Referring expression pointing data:
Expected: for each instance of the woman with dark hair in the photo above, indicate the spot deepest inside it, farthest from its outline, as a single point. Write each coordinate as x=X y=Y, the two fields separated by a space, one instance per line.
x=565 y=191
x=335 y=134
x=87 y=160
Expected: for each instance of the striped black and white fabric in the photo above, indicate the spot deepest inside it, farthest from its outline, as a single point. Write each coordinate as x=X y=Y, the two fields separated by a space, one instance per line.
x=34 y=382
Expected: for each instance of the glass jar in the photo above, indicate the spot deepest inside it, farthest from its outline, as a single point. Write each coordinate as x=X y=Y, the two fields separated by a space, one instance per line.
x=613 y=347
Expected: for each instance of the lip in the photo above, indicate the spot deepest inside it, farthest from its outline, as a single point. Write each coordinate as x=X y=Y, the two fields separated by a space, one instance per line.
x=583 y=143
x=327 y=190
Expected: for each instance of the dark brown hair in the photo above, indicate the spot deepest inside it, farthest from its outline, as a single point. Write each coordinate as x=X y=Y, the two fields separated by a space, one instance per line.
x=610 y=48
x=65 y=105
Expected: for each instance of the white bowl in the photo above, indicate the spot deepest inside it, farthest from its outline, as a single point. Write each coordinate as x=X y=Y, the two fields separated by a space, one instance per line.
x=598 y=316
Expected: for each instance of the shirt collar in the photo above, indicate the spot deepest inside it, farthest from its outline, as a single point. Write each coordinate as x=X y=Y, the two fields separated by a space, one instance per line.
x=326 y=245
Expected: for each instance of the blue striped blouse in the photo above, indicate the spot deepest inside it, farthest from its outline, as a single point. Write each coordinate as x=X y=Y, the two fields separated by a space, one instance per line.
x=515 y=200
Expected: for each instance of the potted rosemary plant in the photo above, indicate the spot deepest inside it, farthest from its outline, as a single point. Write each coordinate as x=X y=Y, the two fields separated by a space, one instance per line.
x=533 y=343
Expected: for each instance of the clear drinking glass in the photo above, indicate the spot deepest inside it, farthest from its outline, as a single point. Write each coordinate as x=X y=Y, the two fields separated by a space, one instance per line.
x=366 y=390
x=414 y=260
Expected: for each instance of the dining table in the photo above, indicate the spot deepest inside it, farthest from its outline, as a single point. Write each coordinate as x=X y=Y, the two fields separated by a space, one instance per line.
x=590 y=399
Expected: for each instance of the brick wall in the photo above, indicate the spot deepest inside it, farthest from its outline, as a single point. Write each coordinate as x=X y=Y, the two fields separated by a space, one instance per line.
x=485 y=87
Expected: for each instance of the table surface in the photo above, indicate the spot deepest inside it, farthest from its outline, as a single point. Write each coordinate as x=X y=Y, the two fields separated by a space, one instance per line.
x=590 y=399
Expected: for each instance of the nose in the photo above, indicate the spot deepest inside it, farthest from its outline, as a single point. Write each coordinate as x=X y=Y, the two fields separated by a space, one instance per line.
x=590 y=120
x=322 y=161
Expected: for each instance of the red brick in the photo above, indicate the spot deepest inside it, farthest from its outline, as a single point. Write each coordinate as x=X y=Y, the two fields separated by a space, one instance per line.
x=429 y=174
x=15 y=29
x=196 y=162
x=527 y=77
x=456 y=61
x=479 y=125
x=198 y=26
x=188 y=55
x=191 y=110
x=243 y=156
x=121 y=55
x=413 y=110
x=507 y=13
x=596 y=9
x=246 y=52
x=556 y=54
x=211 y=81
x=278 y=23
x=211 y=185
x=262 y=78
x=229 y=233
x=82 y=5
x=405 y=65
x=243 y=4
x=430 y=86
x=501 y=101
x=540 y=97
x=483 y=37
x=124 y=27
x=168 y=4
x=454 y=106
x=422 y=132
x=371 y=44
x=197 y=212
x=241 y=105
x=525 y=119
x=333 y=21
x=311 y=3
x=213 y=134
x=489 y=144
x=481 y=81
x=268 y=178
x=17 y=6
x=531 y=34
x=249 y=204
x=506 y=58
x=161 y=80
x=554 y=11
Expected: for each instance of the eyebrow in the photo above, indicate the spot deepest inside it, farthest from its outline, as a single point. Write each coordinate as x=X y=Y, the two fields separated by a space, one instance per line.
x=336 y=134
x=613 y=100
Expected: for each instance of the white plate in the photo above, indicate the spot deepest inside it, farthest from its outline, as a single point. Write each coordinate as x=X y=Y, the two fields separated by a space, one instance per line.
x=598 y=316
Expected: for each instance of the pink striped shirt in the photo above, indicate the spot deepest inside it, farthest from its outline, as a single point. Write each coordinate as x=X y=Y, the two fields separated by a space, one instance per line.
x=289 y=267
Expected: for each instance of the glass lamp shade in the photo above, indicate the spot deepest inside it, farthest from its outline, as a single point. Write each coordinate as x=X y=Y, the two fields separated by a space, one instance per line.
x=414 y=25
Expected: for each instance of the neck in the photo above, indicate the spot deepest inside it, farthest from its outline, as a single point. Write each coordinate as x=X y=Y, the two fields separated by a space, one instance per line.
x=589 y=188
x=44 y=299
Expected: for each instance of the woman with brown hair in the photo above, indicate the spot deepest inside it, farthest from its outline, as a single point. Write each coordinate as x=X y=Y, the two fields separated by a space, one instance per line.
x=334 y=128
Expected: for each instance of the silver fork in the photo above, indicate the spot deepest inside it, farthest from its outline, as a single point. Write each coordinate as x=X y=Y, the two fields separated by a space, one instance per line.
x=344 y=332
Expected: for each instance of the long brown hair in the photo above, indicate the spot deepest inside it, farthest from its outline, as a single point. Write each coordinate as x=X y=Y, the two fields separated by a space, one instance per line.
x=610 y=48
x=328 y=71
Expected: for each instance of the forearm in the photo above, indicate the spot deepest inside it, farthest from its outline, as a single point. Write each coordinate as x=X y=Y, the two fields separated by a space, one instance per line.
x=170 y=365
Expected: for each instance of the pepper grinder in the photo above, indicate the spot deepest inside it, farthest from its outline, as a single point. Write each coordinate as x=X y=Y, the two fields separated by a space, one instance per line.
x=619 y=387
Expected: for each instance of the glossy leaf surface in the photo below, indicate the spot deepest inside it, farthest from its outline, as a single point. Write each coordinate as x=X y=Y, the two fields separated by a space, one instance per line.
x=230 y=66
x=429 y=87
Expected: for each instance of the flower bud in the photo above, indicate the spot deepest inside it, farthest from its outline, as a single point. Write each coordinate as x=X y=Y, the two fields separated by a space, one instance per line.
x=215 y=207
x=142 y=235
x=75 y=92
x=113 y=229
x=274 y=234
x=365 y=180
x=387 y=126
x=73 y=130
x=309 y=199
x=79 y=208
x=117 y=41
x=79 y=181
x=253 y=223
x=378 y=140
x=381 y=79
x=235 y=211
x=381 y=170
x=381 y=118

_What the task requires_: Please output each record exactly as it appears above.

_Solution for this task_:
Expected: for each instance of the woman with dark hair in the photo above, indicate the spot deepest inside it, farthest from its outline, as a single point. Write each coordinate as x=X y=Y, the two fields separated by a space, one instance per line.
x=565 y=191
x=335 y=134
x=87 y=160
Expected: for each instance of the striped black and white fabric in the photo above, indicate the spot deepest inside it, farthest from its outline, as a single point. Write each coordinate as x=X y=Y, the two fields separated by a space, one instance per line.
x=34 y=382
Expected: for each instance of the glass jar in the photo above, indicate the spot deepest inside it, farthest from its outline, as a single point. Write each coordinate as x=X y=Y, the two fields separated by a space, one instance per line.
x=613 y=347
Expected: for each instance of the lip in the photo above, indicate the spot deepest inside it, farthest from its outline, as a single point. Write each coordinate as x=X y=Y, the two fields separated by a space, one instance per line.
x=583 y=143
x=327 y=190
Expected: for each instance of the dark brown hair in the photo above, indicate the spot deepest inside it, farthest from its outline, as a single point. Write each coordinate as x=X y=Y, the two fields separated by a space, one instance per line.
x=610 y=48
x=65 y=105
Expected: for each instance of the white bowl in the photo above, indicate the spot deepest inside it, farthest from its outline, as a single point. Write each coordinate as x=X y=Y, the two fields separated by a space, one instance per line.
x=598 y=316
Expected: for each instance of the shirt collar in the photo above, indicate the spot deepest inside it, farthest from its outline, as a single point. Write each coordinate as x=X y=Y, the two fields separated by a space, one instance per line.
x=326 y=245
Expected: for each instance of the blue striped blouse in the photo above, indicate the spot deepest inside it, farthest from its outline, as a single point. Write each coordinate as x=X y=Y, the two fields separated by a space, one instance per line.
x=515 y=200
Expected: for each instance of the potted rosemary plant in the photo above, indicate the spot deepest inside it, farthest from its outline, as a single point. Write each coordinate as x=X y=Y, the two fields separated by a space, one instance per line.
x=533 y=343
Expected: for each instance of the clear drinking glass in the photo above, indicate the spot deepest inside it, farthest from its outline, as a single point. Write each coordinate as x=X y=Y, the two fields separated by a space, one instance per line.
x=366 y=390
x=414 y=260
Expected: for each instance of the dining table in the photo above, indicate the spot deepest inside it, farthest from its outline, as a single point. Write each coordinate as x=X y=Y, the two fields separated by a space, one instance per line.
x=590 y=399
Expected: for each instance of the brick wall in the photo above, indicate the spot deepest inside it, farthest from its outline, as a single point. Write each coordinate as x=X y=Y, the two fields separated by a space, one instance per line.
x=485 y=87
Expected: for each instance of the table surface in the photo above, indicate the spot deepest inside it, farthest from its outline, as a single point. Write each coordinate as x=X y=Y, the two fields separated by a space, one instance per line.
x=590 y=399
Expected: for each instance of the nose in the photo above, indicate the spot deepest inside it, farthest from its outline, as a single point. Write each coordinate as x=X y=Y, the two fields separated by a space, one instance per line.
x=590 y=120
x=322 y=161
Expected: for each instance of the red brick in the photo above, indicate the spot deepest inside it, farthest from its outline, as a single point. Write each coordinate as x=X y=Y, the two fields separated by a space, one instance per line.
x=429 y=174
x=15 y=29
x=196 y=162
x=527 y=77
x=456 y=61
x=479 y=125
x=198 y=26
x=188 y=55
x=191 y=110
x=243 y=156
x=121 y=55
x=413 y=110
x=507 y=13
x=596 y=9
x=246 y=52
x=556 y=54
x=211 y=81
x=278 y=23
x=211 y=185
x=262 y=78
x=229 y=233
x=82 y=5
x=405 y=65
x=243 y=4
x=430 y=86
x=501 y=101
x=540 y=97
x=483 y=37
x=124 y=27
x=168 y=4
x=454 y=106
x=422 y=132
x=371 y=44
x=197 y=212
x=241 y=105
x=525 y=119
x=333 y=21
x=311 y=3
x=213 y=134
x=489 y=144
x=481 y=81
x=268 y=178
x=17 y=6
x=531 y=34
x=249 y=204
x=506 y=58
x=161 y=80
x=554 y=11
Expected: for each instance of the eyebrow in the photo above, indicate the spot deepest inside it, farthest from its outline, as a single point. Write each coordinate as x=X y=Y, the two fields separated by a space, one instance per line.
x=336 y=134
x=613 y=100
Expected: for each instance of the white plate in the photo above, indicate the spot deepest inside it, farthest from its outline, as a single point. Write each coordinate as x=X y=Y, the two fields separated by a space, one instance per line.
x=598 y=316
Expected: for each instance of the pink striped shirt in the photo above, indicate the spot deepest inside it, farthest from its outline, as a single point. Write each coordinate as x=X y=Y, the two fields separated by a space, one instance per line.
x=289 y=267
Expected: for each instance of the glass lamp shade in the photo above, indicate the spot deepest inside it, farthest from its outline, as a single point. Write each coordinate as x=X y=Y, the two fields separated by a space, one instance per line.
x=414 y=25
Expected: for each instance of the neck in the photo above, indicate the spot deepest inside it, farthest from its outline, as a single point. Write each coordinate as x=X y=Y, the two fields separated by a space, one instance per line.
x=589 y=188
x=44 y=299
Expected: for each instance of the woman with brown hair in the photo above, indicate the spot deepest inside it, farthest from its outline, as a single point. Write each coordinate as x=X y=Y, the two fields separated by a space, one instance per line.
x=334 y=128
Expected: for each instance of the silver fork in the photo above, indicate the spot deepest inside it, farthest from its outline, as a single point. Write each coordinate as x=X y=Y, the two fields separated by a space, one instance per line.
x=344 y=332
Expected: for each instance of the long brown hair in the photo above, indicate the spot deepest inside it, farthest from its outline, as a single point. Write each coordinate as x=X y=Y, the two fields separated by a space, one instance per line.
x=610 y=48
x=328 y=71
Expected: for each instance of the forearm in the photo above, indicate the spot deepest inside it, farthest from its outline, as a single point. Write each coordinate as x=X y=Y, the two fields separated by a space, one instance per line.
x=170 y=365
Expected: for each instance of the pepper grinder in the photo above, indicate the spot deepest inside it, farthest from its outline, as a single point. Write each coordinate as x=X y=Y, the two fields separated by a space, one instance per line.
x=619 y=387
Expected: for each instance of the glossy leaf surface in the photo below, indicate the spot deepest inside it, farthest from its outline, as a single point. Write each coordinate as x=X y=Y, the two fields separated by a space, one instance per line.
x=230 y=66
x=429 y=87
Expected: for each instance of the flower bud in the photo above, indicate the spot deepest inside it, farthest from its outline, as a single point. Write each coordinate as x=X y=Y, the two fields separated by a space, one instance per line.
x=215 y=207
x=142 y=235
x=75 y=92
x=113 y=229
x=274 y=234
x=365 y=180
x=387 y=126
x=73 y=130
x=309 y=199
x=79 y=208
x=117 y=41
x=79 y=181
x=253 y=223
x=378 y=140
x=381 y=79
x=235 y=211
x=381 y=170
x=381 y=118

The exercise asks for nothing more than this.